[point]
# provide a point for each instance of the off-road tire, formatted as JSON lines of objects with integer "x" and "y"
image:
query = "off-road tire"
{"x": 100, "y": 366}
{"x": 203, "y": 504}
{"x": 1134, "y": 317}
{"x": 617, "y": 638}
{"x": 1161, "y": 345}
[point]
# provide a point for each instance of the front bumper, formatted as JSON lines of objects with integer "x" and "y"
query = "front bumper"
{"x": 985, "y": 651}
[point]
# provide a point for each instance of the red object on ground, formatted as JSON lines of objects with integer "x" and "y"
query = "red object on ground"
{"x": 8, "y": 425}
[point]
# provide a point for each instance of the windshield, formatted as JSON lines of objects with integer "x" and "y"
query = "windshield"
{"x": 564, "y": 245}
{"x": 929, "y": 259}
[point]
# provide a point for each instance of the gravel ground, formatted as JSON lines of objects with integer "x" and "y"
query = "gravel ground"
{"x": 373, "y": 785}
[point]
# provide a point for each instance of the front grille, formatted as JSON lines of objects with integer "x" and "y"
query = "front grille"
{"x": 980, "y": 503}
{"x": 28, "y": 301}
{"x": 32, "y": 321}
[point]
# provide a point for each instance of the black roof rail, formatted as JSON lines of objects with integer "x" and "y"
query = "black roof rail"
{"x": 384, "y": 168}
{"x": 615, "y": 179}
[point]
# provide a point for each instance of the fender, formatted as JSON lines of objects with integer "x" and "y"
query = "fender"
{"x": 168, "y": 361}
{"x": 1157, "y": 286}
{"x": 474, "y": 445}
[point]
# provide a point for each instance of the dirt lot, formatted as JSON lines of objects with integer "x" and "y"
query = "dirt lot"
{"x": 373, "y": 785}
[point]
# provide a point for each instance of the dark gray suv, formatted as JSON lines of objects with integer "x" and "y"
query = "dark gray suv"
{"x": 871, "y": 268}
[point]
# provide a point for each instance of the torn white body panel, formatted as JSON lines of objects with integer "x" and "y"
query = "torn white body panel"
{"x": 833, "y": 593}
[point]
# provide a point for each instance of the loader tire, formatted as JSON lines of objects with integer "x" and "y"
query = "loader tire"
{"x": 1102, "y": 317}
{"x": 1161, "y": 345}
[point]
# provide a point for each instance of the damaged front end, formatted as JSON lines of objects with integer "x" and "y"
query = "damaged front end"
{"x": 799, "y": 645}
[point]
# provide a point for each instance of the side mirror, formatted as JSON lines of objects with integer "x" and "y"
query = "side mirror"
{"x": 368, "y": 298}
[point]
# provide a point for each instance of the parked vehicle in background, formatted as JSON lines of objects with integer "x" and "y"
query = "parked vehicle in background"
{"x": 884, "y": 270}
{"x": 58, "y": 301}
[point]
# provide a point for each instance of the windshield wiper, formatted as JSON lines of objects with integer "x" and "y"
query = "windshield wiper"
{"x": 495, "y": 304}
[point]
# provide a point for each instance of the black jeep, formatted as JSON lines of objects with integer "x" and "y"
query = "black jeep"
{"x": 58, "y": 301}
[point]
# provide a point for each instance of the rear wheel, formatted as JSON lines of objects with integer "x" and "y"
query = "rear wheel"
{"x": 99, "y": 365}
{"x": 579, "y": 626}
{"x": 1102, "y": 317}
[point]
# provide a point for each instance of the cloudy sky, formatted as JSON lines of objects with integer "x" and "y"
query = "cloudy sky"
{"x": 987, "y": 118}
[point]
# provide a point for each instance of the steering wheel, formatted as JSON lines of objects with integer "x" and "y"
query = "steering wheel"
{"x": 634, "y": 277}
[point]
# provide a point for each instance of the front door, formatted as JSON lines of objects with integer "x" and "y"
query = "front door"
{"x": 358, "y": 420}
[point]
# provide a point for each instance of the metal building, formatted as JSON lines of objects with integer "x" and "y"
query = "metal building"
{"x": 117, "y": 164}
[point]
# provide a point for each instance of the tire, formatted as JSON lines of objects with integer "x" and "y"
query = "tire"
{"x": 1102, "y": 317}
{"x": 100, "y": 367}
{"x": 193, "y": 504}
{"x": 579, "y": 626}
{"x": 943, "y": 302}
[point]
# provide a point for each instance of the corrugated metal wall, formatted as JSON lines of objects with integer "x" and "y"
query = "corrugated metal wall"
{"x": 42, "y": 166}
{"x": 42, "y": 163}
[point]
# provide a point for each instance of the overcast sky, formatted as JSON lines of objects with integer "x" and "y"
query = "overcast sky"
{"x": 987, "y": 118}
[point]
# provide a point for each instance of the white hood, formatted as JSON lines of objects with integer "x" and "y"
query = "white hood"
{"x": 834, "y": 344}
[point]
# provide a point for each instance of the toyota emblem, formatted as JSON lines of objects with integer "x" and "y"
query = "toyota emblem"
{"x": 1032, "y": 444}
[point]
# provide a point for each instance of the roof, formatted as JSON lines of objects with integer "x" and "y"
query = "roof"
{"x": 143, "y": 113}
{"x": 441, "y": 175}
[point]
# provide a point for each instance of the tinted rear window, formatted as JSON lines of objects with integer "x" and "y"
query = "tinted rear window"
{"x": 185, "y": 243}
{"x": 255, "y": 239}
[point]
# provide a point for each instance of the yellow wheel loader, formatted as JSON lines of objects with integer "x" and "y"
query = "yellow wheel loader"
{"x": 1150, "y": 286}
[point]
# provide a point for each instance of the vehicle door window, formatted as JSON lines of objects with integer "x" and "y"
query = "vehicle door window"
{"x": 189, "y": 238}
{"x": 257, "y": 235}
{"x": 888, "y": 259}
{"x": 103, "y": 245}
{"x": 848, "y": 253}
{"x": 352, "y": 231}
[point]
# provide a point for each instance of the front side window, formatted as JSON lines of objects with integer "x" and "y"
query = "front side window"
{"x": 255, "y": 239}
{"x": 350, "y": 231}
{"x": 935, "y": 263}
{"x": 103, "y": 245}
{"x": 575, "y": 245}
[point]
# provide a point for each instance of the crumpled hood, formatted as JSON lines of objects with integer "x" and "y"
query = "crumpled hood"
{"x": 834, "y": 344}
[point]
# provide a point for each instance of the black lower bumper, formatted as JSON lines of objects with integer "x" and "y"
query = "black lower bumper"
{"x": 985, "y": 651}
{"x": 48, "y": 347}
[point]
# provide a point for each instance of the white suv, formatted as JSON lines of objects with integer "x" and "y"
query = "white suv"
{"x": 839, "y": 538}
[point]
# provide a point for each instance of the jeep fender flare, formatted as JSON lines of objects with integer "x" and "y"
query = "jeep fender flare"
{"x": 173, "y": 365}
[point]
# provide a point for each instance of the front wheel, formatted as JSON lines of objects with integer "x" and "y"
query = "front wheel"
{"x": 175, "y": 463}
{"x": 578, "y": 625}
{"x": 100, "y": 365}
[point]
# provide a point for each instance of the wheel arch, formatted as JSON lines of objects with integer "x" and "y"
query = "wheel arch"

# YOUR GOAL
Copy all the lines, exactly.

# THE OUTPUT
[point]
# provide a point for each instance of the off-road tire, formatted as JSON lines of objects with integer "x" and "y"
image:
query = "off-road tire"
{"x": 100, "y": 366}
{"x": 203, "y": 504}
{"x": 1134, "y": 317}
{"x": 617, "y": 638}
{"x": 1161, "y": 345}
[point]
# provide a point for each instance of the front bumper, formatted as JSON lines of objects with integer "x" and "y"
query = "front bumper"
{"x": 985, "y": 651}
[point]
# provide a point for each instance of the red object on ground, formatted as JSON lines of objects with integer "x" and "y"
query = "red object on ground"
{"x": 8, "y": 425}
[point]
# provide a point for each instance of the windshield, formatted as JSON lines of objects with integer "x" and "y"
query = "windshield"
{"x": 564, "y": 245}
{"x": 929, "y": 259}
[point]
# provide a point for each instance of the gravel ground, formatted as JSON lines of objects with integer "x" and "y"
query = "gravel ground"
{"x": 373, "y": 785}
[point]
# provide a point for each instance of the front grille, formatted as JSON lines of objects with integer "x" and "y"
query = "front grille"
{"x": 980, "y": 503}
{"x": 28, "y": 301}
{"x": 32, "y": 321}
[point]
# provide a point for each instance of the black roof rail, formatted as JSON lines of objects with integer "x" and "y"
query = "black roof rail"
{"x": 384, "y": 168}
{"x": 615, "y": 179}
[point]
# provide a point for each instance of the fender, formatted as JSON lines of objects with integer "x" and "y"
query = "fender"
{"x": 168, "y": 361}
{"x": 1157, "y": 286}
{"x": 474, "y": 445}
[point]
# provide a point for each instance of the dirt lot, formatted as JSON lines of objects with integer "x" and "y"
query = "dirt lot"
{"x": 373, "y": 785}
[point]
# provide a point for each instance of the dark gray suv, formatted as JSON lines of objects with integer "x" and "y"
query = "dark gray suv"
{"x": 871, "y": 268}
[point]
# provide a point for each instance of the torn white body panel, formatted as JSON lines of objects with integer "x" and "y"
query = "torn white body panel"
{"x": 833, "y": 593}
[point]
# provide a point for each instance of the loader tire, formatted as JSON lines of objects with integer "x" and "y"
query = "loader tire"
{"x": 1102, "y": 317}
{"x": 1161, "y": 345}
[point]
# provide a point for each instance of the damaged front end, formatted as JSON lines of objects with integer "x" and "y"
query = "damaged front end"
{"x": 799, "y": 645}
[point]
# provide a point for each instance of the side mirror, formatted as JSON lines of objects with integer "x" and "y"
query = "side mirror"
{"x": 368, "y": 298}
[point]
# provide a point for each instance of the parked vehicle in background, formatted as JSON lines of objects with integer "x" and "y"
query = "parked vehicle in background"
{"x": 884, "y": 270}
{"x": 58, "y": 301}
[point]
# provide a point for each instance of the windshield wiper, formatted as JSON lines of objects with integer "x" and "y"
query = "windshield wiper"
{"x": 495, "y": 304}
[point]
# provide a point for each instance of the black jeep, formatted as JSON lines of objects with integer "x" and "y"
query = "black jeep"
{"x": 58, "y": 301}
[point]
# provide a point for each instance of the rear wheel, formatted as JSON lines of objects with integer "x" and "y"
query = "rear wheel"
{"x": 99, "y": 365}
{"x": 579, "y": 626}
{"x": 1102, "y": 317}
[point]
# provide a point for each instance of the cloudy sky, formatted as JSON lines of objects with integer "x" and "y"
query = "cloudy sky"
{"x": 987, "y": 118}
[point]
# provide a point for each instance of the steering wheel, formatted as JSON lines of objects with integer "x" and "y"
query = "steering wheel"
{"x": 634, "y": 277}
[point]
# provide a point for each instance of the front door, formatted as JSON lines of objects with integer "x" and "y"
query = "front door"
{"x": 358, "y": 420}
[point]
# provide a point for each instance of the metal building, formatted as JSON lines of objects with integer "x" and "y"
query = "metal building"
{"x": 117, "y": 164}
[point]
# provide a point for each instance of the tire, formatted as JSON lines of objects with integer "x" and "y"
query = "tire"
{"x": 1102, "y": 317}
{"x": 100, "y": 367}
{"x": 193, "y": 504}
{"x": 579, "y": 626}
{"x": 943, "y": 302}
[point]
# provide a point for each instance of the corrugated metal wall, formatted as JSON lines of objects with integer "x" and "y"
query = "corrugated metal wall"
{"x": 42, "y": 166}
{"x": 42, "y": 163}
[point]
# provide a point for each instance of the overcast sky, formatted as JSON lines of objects with integer "x" and "y"
query = "overcast sky"
{"x": 987, "y": 118}
[point]
# provide a point for each instance of the white hood, formatted as JSON lines of objects with integer "x" and "y"
query = "white hood"
{"x": 834, "y": 344}
[point]
# provide a point for each instance of the toyota emblem, formatted as JSON lines of objects with integer "x" and "y"
query = "toyota emblem"
{"x": 1032, "y": 444}
[point]
# provide a point for each instance of the roof, formatted as JSON lines of objects with integer "x" and "y"
query = "roof"
{"x": 143, "y": 113}
{"x": 441, "y": 175}
[point]
# provide a point for each instance of the tinted rear window, formatted as JSON lines of objects with integer "x" and "y"
query = "tinted rear window"
{"x": 185, "y": 243}
{"x": 255, "y": 239}
[point]
# provide a point for each instance of the yellow wheel loader, formatted as JSON lines of objects with integer "x" and "y"
query = "yellow wheel loader"
{"x": 1150, "y": 286}
[point]
# provide a point for each instance of the vehicle door window, formatted as JSON lines of objects with integer "x" and "y"
query = "vehicle door window"
{"x": 189, "y": 238}
{"x": 257, "y": 235}
{"x": 888, "y": 259}
{"x": 103, "y": 245}
{"x": 848, "y": 253}
{"x": 352, "y": 231}
[point]
# provide a point for each instance of the front side window, formatted as JSON lines of objects with integer "x" and "y"
query = "front side window"
{"x": 255, "y": 239}
{"x": 350, "y": 231}
{"x": 935, "y": 263}
{"x": 103, "y": 245}
{"x": 575, "y": 245}
[point]
# provide a point for each instance of the crumpled hood, formatted as JSON lines of objects with integer "x" and "y"
query = "crumpled hood"
{"x": 834, "y": 344}
[point]
# provide a point for each instance of the black lower bumper, formatted as JSON lines of objects with integer "x" and "y"
query = "black lower bumper"
{"x": 985, "y": 651}
{"x": 48, "y": 347}
[point]
# provide a point for each instance of the white suv, formatted as JSON lines of objects with integer "x" and "y"
query = "white suv"
{"x": 839, "y": 538}
[point]
# provide a point for each instance of the jeep fender flare, formatted as JSON lines of objects with integer "x" and "y"
query = "jeep fender flare"
{"x": 173, "y": 365}
[point]
# provide a point for each instance of the front wheel, formatted as JSON lines of objects with integer "x" and "y"
query = "front wheel"
{"x": 175, "y": 463}
{"x": 578, "y": 625}
{"x": 100, "y": 365}
[point]
# provide a point for each instance of the wheel arch, formatted as JSON lines of objects with integer "x" and "y"
query = "wheel arch"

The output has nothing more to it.